[SUPPLIED ENTRIES — start]
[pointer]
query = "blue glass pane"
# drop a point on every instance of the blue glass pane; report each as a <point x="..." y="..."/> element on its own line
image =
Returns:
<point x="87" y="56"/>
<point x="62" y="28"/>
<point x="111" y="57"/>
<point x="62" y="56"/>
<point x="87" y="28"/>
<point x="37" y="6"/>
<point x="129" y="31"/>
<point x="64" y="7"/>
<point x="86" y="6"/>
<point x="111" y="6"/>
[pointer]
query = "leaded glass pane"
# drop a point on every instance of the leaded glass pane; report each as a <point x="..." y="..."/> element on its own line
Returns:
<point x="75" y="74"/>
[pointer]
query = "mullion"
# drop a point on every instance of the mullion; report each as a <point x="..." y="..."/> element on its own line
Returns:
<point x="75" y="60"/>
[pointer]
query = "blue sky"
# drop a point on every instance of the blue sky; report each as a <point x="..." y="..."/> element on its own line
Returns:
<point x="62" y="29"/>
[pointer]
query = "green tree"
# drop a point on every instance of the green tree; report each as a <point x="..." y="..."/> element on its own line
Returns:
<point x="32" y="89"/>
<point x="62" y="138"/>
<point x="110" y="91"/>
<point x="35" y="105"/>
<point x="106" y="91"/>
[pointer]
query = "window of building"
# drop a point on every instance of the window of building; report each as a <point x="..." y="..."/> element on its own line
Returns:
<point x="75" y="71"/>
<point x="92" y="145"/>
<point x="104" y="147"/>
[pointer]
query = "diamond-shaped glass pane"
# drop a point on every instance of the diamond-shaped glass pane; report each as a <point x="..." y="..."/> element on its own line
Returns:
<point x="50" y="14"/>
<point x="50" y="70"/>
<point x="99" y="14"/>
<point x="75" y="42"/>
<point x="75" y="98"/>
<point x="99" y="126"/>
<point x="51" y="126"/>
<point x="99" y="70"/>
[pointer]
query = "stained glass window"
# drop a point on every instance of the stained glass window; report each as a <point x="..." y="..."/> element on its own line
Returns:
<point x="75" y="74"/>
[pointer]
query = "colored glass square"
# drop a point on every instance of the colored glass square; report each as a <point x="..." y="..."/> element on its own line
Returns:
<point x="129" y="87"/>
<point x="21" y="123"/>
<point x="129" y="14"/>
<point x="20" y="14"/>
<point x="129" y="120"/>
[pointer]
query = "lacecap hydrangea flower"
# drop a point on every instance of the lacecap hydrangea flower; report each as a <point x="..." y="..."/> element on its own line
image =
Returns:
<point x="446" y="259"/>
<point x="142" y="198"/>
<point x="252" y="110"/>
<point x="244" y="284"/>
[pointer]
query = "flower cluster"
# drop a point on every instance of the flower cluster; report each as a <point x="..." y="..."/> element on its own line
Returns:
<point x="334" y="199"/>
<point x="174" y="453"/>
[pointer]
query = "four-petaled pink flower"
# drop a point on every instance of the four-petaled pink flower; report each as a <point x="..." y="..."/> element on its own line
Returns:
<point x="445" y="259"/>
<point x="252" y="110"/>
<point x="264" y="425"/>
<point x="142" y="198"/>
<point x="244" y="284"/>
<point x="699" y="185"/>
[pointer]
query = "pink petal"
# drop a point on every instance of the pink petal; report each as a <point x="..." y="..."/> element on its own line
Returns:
[SUPPLIED ENTRIES — finish]
* EXERCISE INSTRUCTIONS
The material above should be retyped in full, exactly as given.

* REPLY
[pointer]
query = "blue glass pane"
# drop a point on every instance of the blue glass pane; report each as a <point x="..." y="..."/> element on its own line
image =
Returns:
<point x="87" y="56"/>
<point x="62" y="28"/>
<point x="111" y="57"/>
<point x="62" y="56"/>
<point x="87" y="28"/>
<point x="37" y="6"/>
<point x="129" y="31"/>
<point x="64" y="7"/>
<point x="86" y="6"/>
<point x="111" y="6"/>
[pointer]
query = "leaded glass pane"
# drop a point on every instance of the leaded glass pane; report each as a <point x="..." y="..."/> element on its own line
Returns:
<point x="75" y="74"/>
[pointer]
query = "mullion"
# drop a point on every instance of the mullion; report each as a <point x="..." y="..."/> element on its own line
Returns:
<point x="75" y="60"/>
[pointer]
query = "blue sky"
# drop a point on every instance of the blue sky; report each as a <point x="..." y="..."/> element on its own line
Returns:
<point x="62" y="29"/>
[pointer]
query = "green tree"
# drop a point on every instance of the green tree; report each as a <point x="..." y="..."/> element on its own line
Returns:
<point x="32" y="89"/>
<point x="62" y="138"/>
<point x="110" y="91"/>
<point x="35" y="105"/>
<point x="106" y="91"/>
[pointer]
query = "window of building"
# drop a point on every instance of the window of building; report each as a <point x="..." y="..."/> element on its own line
Returns:
<point x="75" y="71"/>
<point x="92" y="145"/>
<point x="104" y="147"/>
[pointer]
query = "diamond-shaped glass pane"
# drop a point on every instance of the diamond-shaped glass pane; report each as a <point x="..." y="..."/> element on its own line
Returns:
<point x="50" y="14"/>
<point x="50" y="70"/>
<point x="99" y="14"/>
<point x="75" y="42"/>
<point x="75" y="98"/>
<point x="99" y="126"/>
<point x="51" y="126"/>
<point x="99" y="70"/>
[pointer]
query = "stained glass window"
# drop a point on every instance of the stained glass window; report each as a <point x="..." y="..."/> element on its own line
Returns:
<point x="75" y="74"/>
[pointer]
query = "colored glass square"
# drop a point on every instance of the colored glass square; report each as a <point x="..." y="..."/> element on its own line
Returns:
<point x="129" y="87"/>
<point x="21" y="123"/>
<point x="129" y="14"/>
<point x="20" y="14"/>
<point x="129" y="120"/>
[pointer]
query = "lacecap hydrangea flower"
# drop a point on every instance of the lacecap hydrangea flower; report each as a <point x="..." y="..."/> element on its own line
image =
Returns:
<point x="446" y="259"/>
<point x="142" y="198"/>
<point x="252" y="110"/>
<point x="244" y="284"/>
[pointer]
query = "flower cluster"
# drop a point on every instance of the flower cluster; report each as a <point x="..." y="..."/> element on its own line
Returns:
<point x="334" y="199"/>
<point x="174" y="453"/>
[pointer]
query = "four-petaled pink flower"
# drop a point on every instance of the four-petaled pink flower; report each as a <point x="..." y="..."/> element on its own line
Returns:
<point x="445" y="259"/>
<point x="252" y="110"/>
<point x="264" y="425"/>
<point x="142" y="198"/>
<point x="244" y="284"/>
<point x="699" y="185"/>
[pointer]
query = "pink petal"
# drop a point on every instance of the pink petal; report each as a <point x="..." y="..."/> element on its own line
Returns:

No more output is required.